• WORK TO COMPLETE
Pull out every line in the rows below that contains the word "white".

--- start of ITEMS ---

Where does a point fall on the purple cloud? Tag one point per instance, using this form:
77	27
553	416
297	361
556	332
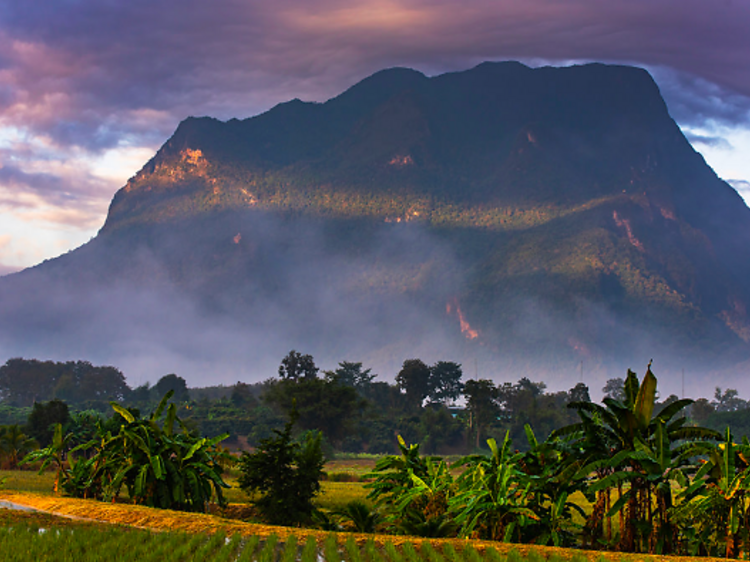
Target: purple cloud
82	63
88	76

--- end of ITEMS ---
--- start of ITEMS ---

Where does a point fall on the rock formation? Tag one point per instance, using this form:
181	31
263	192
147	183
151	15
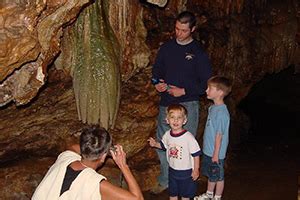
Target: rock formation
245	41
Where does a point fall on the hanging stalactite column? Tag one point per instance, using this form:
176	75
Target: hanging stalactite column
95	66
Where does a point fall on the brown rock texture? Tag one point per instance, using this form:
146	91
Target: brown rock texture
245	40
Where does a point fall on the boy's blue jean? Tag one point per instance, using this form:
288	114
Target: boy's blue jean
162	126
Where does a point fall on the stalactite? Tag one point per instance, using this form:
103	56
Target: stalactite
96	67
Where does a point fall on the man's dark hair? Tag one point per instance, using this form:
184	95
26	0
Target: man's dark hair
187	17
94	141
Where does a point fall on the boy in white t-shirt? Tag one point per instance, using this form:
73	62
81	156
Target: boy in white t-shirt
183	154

--- end of ITEMS ---

• EXPECTED OUTPUT
Where does a point fall on the boy in white t-shirt? Tag one point per instance, using this form:
Target: boy in white t-shirt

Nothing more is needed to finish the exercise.